What to produce ->
The lines below are to be quoted exactly, from the first through the one that contains "Target: fruit display table".

Data to process ->
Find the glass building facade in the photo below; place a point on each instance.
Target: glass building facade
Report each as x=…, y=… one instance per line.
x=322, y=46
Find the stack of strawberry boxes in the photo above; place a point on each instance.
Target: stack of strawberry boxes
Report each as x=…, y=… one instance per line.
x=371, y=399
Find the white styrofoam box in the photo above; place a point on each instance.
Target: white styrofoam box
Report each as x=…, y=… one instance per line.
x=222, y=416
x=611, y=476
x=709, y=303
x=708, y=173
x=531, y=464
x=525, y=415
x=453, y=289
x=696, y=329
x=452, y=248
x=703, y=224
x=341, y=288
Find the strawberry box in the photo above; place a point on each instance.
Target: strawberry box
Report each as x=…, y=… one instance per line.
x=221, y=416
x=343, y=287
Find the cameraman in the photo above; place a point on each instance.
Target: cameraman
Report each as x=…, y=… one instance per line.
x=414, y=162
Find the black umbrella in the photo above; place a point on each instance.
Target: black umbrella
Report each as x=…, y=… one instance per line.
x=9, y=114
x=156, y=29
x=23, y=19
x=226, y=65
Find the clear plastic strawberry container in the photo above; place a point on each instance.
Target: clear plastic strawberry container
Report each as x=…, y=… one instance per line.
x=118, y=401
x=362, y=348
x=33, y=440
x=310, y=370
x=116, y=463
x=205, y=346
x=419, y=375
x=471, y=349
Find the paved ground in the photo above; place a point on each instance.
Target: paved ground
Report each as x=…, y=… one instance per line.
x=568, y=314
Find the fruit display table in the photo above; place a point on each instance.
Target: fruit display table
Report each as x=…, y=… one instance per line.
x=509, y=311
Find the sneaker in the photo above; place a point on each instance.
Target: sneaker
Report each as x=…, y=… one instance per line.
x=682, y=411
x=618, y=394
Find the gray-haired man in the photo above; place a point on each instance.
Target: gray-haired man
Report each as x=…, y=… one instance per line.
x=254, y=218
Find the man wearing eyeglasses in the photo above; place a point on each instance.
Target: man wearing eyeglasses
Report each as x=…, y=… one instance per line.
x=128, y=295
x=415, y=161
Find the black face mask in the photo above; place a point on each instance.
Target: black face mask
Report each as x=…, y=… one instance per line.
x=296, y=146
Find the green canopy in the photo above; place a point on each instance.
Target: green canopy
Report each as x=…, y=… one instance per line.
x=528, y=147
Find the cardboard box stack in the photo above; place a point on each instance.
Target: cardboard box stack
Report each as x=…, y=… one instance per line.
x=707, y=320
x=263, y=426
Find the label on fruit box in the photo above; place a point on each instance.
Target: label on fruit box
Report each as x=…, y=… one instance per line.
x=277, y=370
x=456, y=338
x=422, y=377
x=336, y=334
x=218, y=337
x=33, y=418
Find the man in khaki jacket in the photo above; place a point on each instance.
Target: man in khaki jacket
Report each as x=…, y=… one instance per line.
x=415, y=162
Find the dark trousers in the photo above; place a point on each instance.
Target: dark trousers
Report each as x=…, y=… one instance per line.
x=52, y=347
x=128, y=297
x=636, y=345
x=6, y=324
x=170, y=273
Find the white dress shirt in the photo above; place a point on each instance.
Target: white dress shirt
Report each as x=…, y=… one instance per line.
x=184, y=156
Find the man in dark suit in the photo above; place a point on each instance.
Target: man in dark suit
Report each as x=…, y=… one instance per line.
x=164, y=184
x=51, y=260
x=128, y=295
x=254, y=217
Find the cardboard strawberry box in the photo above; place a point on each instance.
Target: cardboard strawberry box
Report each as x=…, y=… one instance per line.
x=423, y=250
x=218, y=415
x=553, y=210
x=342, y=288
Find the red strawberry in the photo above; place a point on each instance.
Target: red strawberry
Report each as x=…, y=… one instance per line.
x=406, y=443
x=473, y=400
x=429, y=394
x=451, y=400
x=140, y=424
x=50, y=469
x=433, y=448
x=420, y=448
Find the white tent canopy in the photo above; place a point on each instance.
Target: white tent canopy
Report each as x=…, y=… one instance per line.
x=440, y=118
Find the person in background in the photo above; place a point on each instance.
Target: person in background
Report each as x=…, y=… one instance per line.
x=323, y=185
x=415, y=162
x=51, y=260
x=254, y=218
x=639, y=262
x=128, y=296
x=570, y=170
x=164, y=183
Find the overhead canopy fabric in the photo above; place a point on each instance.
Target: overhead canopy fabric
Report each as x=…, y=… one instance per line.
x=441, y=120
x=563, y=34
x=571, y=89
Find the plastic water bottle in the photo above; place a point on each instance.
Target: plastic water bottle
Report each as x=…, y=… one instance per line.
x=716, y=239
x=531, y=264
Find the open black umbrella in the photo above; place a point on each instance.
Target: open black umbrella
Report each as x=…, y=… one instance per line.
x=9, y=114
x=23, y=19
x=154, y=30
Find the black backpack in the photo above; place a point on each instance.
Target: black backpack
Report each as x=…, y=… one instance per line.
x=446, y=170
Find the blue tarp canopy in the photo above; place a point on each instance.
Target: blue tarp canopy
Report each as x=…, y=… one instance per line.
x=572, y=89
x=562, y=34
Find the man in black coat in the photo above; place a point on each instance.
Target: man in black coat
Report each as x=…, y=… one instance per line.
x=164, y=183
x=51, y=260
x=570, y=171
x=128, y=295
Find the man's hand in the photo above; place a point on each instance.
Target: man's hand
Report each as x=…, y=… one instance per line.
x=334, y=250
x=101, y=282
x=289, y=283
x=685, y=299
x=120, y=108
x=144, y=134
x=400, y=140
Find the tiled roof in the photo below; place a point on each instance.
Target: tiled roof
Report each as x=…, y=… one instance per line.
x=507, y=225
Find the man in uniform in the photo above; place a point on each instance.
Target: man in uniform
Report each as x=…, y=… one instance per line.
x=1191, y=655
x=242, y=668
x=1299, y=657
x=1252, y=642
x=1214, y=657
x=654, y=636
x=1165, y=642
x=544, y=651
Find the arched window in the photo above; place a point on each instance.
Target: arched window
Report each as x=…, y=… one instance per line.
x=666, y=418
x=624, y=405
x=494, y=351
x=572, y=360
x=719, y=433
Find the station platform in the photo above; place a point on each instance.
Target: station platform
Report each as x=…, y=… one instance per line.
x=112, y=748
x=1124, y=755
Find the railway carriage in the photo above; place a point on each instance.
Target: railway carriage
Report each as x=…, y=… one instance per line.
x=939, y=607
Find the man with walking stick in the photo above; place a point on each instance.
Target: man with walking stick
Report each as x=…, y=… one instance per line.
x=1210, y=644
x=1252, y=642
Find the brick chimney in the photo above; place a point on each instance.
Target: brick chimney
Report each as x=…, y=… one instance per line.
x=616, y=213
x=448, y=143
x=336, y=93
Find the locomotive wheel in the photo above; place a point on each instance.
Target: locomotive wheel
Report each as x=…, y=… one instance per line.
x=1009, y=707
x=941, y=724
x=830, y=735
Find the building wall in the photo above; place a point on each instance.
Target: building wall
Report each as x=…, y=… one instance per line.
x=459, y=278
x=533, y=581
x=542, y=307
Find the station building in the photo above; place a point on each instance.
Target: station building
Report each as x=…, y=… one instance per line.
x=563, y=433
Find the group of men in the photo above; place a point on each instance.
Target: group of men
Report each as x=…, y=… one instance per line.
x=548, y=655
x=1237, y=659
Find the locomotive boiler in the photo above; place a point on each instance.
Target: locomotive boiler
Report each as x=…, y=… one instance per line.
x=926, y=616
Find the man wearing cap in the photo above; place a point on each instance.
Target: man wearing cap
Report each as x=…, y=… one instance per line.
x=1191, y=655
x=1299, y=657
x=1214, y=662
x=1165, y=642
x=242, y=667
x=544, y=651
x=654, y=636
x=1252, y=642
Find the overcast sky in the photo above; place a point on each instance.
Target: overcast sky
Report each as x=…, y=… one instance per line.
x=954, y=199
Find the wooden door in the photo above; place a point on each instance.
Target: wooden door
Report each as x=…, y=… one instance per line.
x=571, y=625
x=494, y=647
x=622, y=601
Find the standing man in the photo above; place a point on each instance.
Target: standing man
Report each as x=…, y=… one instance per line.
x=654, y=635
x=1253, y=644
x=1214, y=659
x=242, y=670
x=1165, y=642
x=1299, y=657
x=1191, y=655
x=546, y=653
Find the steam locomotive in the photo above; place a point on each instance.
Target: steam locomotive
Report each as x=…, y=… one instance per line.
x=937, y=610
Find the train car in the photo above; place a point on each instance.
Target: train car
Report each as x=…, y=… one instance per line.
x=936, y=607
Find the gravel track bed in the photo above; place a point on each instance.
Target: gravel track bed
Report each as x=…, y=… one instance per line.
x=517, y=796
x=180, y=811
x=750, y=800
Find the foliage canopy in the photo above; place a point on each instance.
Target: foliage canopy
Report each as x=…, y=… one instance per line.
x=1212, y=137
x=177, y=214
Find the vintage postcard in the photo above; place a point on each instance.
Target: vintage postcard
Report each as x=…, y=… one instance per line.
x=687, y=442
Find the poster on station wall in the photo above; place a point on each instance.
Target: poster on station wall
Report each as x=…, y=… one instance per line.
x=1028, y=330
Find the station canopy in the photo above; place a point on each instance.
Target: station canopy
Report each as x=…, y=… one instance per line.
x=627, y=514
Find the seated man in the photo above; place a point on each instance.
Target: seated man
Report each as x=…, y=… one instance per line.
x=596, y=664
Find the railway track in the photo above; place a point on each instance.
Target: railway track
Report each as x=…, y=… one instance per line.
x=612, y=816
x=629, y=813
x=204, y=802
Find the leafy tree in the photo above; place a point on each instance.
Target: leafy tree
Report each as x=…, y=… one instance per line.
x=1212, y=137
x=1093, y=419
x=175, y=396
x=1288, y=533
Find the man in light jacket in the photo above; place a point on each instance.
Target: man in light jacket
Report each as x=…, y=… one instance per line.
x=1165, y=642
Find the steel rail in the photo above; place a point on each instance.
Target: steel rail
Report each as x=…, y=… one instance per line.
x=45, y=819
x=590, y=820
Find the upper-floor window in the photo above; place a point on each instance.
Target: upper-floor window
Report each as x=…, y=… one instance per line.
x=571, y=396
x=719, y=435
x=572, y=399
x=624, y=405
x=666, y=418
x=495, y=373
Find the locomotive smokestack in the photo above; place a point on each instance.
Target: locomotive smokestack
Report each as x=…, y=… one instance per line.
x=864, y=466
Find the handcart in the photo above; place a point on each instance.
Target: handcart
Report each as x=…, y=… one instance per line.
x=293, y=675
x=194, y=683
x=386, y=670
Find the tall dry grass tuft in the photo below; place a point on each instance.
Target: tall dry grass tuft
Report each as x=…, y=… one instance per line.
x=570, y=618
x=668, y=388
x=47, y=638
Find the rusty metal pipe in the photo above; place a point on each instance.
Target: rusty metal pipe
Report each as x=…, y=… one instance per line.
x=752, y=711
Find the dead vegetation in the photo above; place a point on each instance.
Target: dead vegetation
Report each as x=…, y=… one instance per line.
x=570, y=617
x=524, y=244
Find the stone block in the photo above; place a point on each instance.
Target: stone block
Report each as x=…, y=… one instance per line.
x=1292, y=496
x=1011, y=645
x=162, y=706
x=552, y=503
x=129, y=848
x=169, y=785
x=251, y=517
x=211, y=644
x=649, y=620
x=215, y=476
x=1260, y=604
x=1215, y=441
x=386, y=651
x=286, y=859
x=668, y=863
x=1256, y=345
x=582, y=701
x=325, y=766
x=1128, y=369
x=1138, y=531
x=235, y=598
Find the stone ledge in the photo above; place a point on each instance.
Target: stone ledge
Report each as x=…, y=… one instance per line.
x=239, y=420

Written response ->
Find the glass building facade in the photo below; place a point on each instance.
Target: glass building facade
Report each as x=…, y=… one instance per line.
x=322, y=46
Find the stack of strawberry boxes in the photo above; place a point on each instance.
Target: stack of strawberry boxes
Report each as x=…, y=… one instance per line.
x=371, y=399
Find the white styrofoam box in the photo above; place a point on each instance.
Target: white styrofoam box
Report each as x=…, y=… one instance per line.
x=222, y=416
x=611, y=476
x=709, y=303
x=708, y=173
x=531, y=464
x=525, y=415
x=453, y=289
x=696, y=329
x=452, y=248
x=703, y=224
x=341, y=288
Find the strawberry box in the photo above; place a point on each instance.
Target: strawberry box
Report each as x=…, y=… one instance per line.
x=221, y=416
x=343, y=287
Find the cameraman in the photo above; place a point on each instance.
Target: cameraman
Report each as x=…, y=… one instance per line.
x=414, y=162
Find the black umbrella in the photo above; place a point on each instance.
Target: black umbrella
Report each as x=…, y=… one instance per line.
x=9, y=114
x=156, y=29
x=23, y=19
x=226, y=65
Find the clear plastic strawberry container in the photo above; place a point on each instance.
Target: clear plastic strawberry container
Report each as x=…, y=… one instance per line.
x=118, y=401
x=362, y=348
x=33, y=440
x=310, y=370
x=116, y=463
x=205, y=346
x=419, y=375
x=471, y=349
Find the paved ground in the photo above; place a point on each instance.
Target: paved ground
Report each as x=…, y=… one instance per line.
x=568, y=314
Find the fruit display table in the photo above; place a point on each instance.
Target: fruit display table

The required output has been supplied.